### Assignment
Copy out each line of the entries below verbatim, without changing a single character.

### Data provided

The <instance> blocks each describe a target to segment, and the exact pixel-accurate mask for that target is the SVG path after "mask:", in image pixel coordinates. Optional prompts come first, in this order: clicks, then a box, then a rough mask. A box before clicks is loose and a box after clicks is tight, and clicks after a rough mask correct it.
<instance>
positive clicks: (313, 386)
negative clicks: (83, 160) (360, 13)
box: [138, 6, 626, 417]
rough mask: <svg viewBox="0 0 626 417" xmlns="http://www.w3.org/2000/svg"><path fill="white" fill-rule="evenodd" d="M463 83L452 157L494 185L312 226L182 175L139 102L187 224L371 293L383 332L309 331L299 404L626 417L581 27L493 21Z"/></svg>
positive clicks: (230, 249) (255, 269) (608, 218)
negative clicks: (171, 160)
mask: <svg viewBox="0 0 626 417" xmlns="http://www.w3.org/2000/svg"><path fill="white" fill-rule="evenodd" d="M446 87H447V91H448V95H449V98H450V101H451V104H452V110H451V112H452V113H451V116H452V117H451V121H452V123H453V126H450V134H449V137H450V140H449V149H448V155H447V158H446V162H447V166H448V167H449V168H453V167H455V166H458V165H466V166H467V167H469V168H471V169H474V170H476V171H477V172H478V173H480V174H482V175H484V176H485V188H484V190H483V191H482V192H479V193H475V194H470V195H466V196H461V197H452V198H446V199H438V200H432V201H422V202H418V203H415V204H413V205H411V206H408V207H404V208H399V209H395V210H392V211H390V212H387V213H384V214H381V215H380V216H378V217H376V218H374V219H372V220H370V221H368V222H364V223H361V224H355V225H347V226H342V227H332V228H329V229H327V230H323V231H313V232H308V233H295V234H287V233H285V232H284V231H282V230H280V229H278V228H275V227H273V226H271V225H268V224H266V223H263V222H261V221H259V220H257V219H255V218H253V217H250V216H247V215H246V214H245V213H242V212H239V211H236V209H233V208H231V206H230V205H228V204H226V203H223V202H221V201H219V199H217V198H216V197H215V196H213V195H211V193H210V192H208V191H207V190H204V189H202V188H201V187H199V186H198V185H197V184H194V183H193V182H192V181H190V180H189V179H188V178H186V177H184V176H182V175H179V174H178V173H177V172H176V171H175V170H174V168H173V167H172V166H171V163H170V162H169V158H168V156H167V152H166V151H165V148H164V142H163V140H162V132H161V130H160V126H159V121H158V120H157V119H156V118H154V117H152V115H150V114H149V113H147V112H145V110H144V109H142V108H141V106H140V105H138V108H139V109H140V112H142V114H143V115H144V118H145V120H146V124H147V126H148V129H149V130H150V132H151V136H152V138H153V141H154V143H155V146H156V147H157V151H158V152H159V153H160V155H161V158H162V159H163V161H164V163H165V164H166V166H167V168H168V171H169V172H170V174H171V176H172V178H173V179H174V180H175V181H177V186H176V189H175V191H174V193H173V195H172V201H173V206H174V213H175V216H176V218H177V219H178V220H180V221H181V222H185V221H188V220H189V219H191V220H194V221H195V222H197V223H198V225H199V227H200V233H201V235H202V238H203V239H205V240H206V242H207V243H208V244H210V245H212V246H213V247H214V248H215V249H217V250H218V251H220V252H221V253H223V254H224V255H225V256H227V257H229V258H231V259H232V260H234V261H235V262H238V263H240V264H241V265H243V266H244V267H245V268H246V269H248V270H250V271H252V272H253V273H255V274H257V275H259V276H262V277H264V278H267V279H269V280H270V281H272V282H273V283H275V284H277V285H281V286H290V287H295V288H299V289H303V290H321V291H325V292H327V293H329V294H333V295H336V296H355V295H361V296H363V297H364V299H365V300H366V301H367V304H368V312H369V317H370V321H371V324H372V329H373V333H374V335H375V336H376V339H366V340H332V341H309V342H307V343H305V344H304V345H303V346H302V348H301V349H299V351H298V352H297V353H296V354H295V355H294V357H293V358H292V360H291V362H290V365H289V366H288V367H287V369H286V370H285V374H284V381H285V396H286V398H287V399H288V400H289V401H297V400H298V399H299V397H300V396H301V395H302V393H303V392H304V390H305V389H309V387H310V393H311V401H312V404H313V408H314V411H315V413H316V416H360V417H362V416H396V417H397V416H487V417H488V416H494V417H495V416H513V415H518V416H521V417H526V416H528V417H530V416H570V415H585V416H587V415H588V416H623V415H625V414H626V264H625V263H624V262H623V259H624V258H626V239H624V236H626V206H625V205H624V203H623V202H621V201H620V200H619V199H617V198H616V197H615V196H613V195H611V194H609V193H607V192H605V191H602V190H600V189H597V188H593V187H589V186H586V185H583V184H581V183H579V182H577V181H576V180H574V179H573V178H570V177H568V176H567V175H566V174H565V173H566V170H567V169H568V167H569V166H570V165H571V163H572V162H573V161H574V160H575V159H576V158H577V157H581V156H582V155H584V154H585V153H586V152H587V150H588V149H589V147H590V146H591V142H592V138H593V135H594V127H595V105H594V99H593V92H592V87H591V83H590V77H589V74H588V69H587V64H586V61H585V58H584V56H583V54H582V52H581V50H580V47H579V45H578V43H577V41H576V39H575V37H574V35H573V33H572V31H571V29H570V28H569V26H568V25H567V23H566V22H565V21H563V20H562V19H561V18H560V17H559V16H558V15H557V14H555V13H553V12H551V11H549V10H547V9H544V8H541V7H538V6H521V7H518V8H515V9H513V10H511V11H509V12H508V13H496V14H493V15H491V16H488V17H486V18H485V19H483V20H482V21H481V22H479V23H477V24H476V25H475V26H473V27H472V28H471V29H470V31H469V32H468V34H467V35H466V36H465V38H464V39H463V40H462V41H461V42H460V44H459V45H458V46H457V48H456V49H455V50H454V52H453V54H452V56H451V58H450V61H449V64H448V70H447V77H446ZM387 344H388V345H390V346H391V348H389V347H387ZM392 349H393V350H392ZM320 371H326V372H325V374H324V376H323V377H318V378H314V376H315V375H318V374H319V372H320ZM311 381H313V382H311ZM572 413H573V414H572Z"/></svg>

### Exercise output
The <instance> blocks each describe a target to segment, and the exact pixel-accurate mask for that target is the SVG path after "mask:", in image pixel coordinates. Optional prompts come first, in this order: clicks, then a box, then a rough mask. A box before clicks is loose and a box after clicks is tight, and clicks after a rough mask correct it.
<instance>
positive clicks: (313, 386)
negative clicks: (83, 160) (360, 13)
box: [138, 6, 626, 417]
rough mask: <svg viewBox="0 0 626 417" xmlns="http://www.w3.org/2000/svg"><path fill="white" fill-rule="evenodd" d="M463 83L452 157L494 185L312 226L182 175L139 102L187 224L371 293L383 332L309 331L299 404L626 417L581 27L493 21Z"/></svg>
positive clicks: (230, 249) (255, 269) (608, 218)
negative clicks: (171, 160)
mask: <svg viewBox="0 0 626 417" xmlns="http://www.w3.org/2000/svg"><path fill="white" fill-rule="evenodd" d="M446 87H447V91H448V95H449V98H450V101H451V104H452V110H451V112H452V113H451V116H452V117H451V121H452V123H453V126H450V134H449V137H450V140H449V149H448V155H447V158H446V162H447V166H448V167H449V168H453V167H455V166H458V165H466V166H467V167H469V168H471V169H474V170H476V171H477V172H478V173H480V174H482V175H484V176H485V188H484V190H483V191H482V192H479V193H475V194H470V195H466V196H461V197H452V198H446V199H438V200H432V201H422V202H418V203H415V204H413V205H411V206H408V207H404V208H399V209H395V210H392V211H390V212H387V213H384V214H381V215H380V216H378V217H376V218H374V219H372V220H370V221H368V222H364V223H361V224H355V225H347V226H342V227H332V228H329V229H327V230H323V231H313V232H308V233H295V234H287V233H285V232H284V231H282V230H280V229H278V228H275V227H273V226H271V225H268V224H266V223H263V222H261V221H259V220H257V219H255V218H253V217H250V216H247V215H246V214H245V213H242V212H239V211H236V209H233V208H231V206H230V205H228V204H226V203H223V202H221V201H219V199H217V198H216V197H215V196H213V195H211V193H210V192H208V191H207V190H204V189H202V188H201V187H199V186H198V185H197V184H194V183H193V182H192V181H190V180H189V179H188V178H186V177H184V176H182V175H179V174H178V173H177V172H176V171H175V170H174V168H173V167H172V166H171V163H170V162H169V158H168V156H167V152H166V151H165V148H164V142H163V140H162V132H161V130H160V126H159V121H158V120H157V119H156V118H154V117H152V115H150V114H149V113H147V112H145V110H144V109H142V108H141V106H140V105H138V108H139V109H140V112H142V114H143V115H144V118H145V120H146V124H147V126H148V129H149V130H150V132H151V136H152V138H153V141H154V143H155V146H156V147H157V151H158V152H159V153H160V155H161V158H162V159H163V161H164V163H165V164H166V166H167V168H168V171H169V172H170V174H171V176H172V178H173V179H174V180H175V181H177V186H176V189H175V191H174V193H173V195H172V201H173V206H174V213H175V216H176V218H177V219H178V220H180V221H181V222H185V221H188V220H189V219H191V220H194V221H195V222H197V223H198V225H199V227H200V233H201V235H202V238H203V239H205V240H206V242H207V243H208V244H210V245H212V246H213V247H214V248H215V249H217V250H218V251H220V252H221V253H223V254H224V255H225V256H227V257H229V258H231V259H232V260H234V261H235V262H238V263H240V264H241V265H243V266H244V267H245V268H246V269H248V270H250V271H252V272H253V273H255V274H257V275H259V276H262V277H264V278H267V279H269V280H270V281H272V282H273V283H275V284H277V285H281V286H290V287H295V288H299V289H303V290H321V291H325V292H327V293H329V294H333V295H336V296H355V295H361V296H363V297H364V299H365V300H366V301H367V304H368V312H369V317H370V321H371V324H372V329H373V333H374V335H375V336H376V339H366V340H332V341H309V342H307V343H305V344H304V345H303V346H302V348H301V349H299V351H298V352H297V353H296V354H295V355H294V357H293V358H292V360H291V362H290V365H289V366H288V367H287V369H286V370H285V374H284V381H285V396H286V398H287V399H288V400H289V401H297V400H298V399H299V397H300V396H301V395H302V393H303V392H304V390H305V389H309V387H310V393H311V401H312V404H313V408H314V411H315V413H316V416H360V417H362V416H396V417H397V416H487V417H488V416H494V417H495V416H513V415H518V416H521V417H526V416H528V417H530V416H570V415H585V416H587V415H588V416H623V415H625V414H626V264H625V263H624V262H623V259H624V258H626V239H624V236H626V206H625V205H624V203H623V202H621V201H620V200H619V199H617V198H616V197H615V196H613V195H611V194H609V193H607V192H605V191H602V190H600V189H597V188H593V187H589V186H586V185H583V184H581V183H579V182H577V181H576V180H574V179H573V178H570V177H568V176H567V175H566V174H565V173H566V170H567V169H568V167H569V166H570V165H571V163H572V162H573V161H574V160H575V159H576V158H577V157H581V156H582V155H584V154H585V153H586V152H587V150H588V149H589V147H590V146H591V142H592V138H593V135H594V127H595V105H594V99H593V92H592V87H591V83H590V77H589V74H588V69H587V64H586V61H585V58H584V56H583V54H582V52H581V50H580V47H579V45H578V43H577V41H576V39H575V37H574V35H573V33H572V31H571V29H570V28H569V26H568V25H567V23H566V22H565V21H563V20H562V19H561V18H560V17H559V16H558V15H557V14H555V13H553V12H551V11H549V10H547V9H544V8H541V7H538V6H521V7H518V8H515V9H513V10H511V11H509V12H508V13H496V14H493V15H491V16H488V17H486V18H485V19H483V20H482V21H481V22H479V23H477V24H476V25H475V26H473V27H472V28H471V29H470V31H469V32H468V34H467V35H466V36H465V38H464V39H463V40H462V41H461V42H460V44H459V45H458V46H457V48H456V49H455V50H454V52H453V54H452V56H451V58H450V61H449V64H448V70H447V77H446ZM387 344H388V345H390V346H391V348H389V347H387ZM392 349H393V350H392ZM320 371H326V372H325V374H324V376H323V377H318V378H314V376H315V375H318V374H319V372H320ZM311 381H313V382H311ZM572 413H573V414H572Z"/></svg>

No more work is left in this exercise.